───── Material provided
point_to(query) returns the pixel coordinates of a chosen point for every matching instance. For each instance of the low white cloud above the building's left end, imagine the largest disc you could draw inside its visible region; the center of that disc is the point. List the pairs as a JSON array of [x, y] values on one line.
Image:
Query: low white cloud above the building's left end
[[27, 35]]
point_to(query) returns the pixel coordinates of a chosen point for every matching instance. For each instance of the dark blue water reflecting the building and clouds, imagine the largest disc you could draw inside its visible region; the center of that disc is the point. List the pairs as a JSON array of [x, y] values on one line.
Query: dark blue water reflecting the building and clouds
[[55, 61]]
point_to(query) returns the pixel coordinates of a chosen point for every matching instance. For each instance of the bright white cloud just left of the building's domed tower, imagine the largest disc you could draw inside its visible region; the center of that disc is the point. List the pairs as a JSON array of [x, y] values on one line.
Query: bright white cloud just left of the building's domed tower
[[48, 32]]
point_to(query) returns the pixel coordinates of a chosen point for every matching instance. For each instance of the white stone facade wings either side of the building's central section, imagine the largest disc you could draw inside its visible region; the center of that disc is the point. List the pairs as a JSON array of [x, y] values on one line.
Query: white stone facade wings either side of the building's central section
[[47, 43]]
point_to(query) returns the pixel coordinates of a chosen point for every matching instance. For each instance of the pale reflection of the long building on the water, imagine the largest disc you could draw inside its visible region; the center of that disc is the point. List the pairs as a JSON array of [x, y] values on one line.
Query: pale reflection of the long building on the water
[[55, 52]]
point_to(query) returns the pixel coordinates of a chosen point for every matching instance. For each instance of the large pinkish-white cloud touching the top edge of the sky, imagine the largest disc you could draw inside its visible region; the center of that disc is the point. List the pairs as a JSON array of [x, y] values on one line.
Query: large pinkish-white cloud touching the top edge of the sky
──────────
Exercise goal ▸
From the line holding "of the pale" to the last line of the data above, copy every line exactly and include nothing more.

Response to the task ▸
point_to(query) returns the pixel coordinates of a chosen point for every matching instance. For each instance of the pale reflection of the long building on the water, imagine the largest disc you could draw inside its visible region; the center of that disc is the point. List the pairs as a JSON array of [x, y] values on one line.
Query: pale reflection of the long building on the water
[[55, 52]]
point_to(query) returns the pixel coordinates of a chosen point for every matching instance. For each instance of the large pinkish-white cloud touching the top edge of the sky, imagine the largest disc you could draw inside its visible region; the center of that disc is the point. List the pairs as a JSON array of [x, y] values on one line.
Query: large pinkish-white cloud touching the top edge of the sky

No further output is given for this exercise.